* Exercise requirements
Your task is to print all of the data word for word.

* Dataset content
⁂

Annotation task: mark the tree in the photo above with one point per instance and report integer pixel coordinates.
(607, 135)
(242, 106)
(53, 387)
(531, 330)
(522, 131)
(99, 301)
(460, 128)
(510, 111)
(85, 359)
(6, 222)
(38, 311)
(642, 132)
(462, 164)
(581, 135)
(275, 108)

⁂

* Answer to the exercise
Annotation task: mark the tree in the photo above with one point per instance and report integer pixel coordinates.
(607, 135)
(242, 106)
(53, 387)
(531, 330)
(522, 131)
(99, 301)
(460, 128)
(510, 111)
(85, 359)
(6, 222)
(38, 311)
(642, 132)
(462, 164)
(581, 135)
(275, 108)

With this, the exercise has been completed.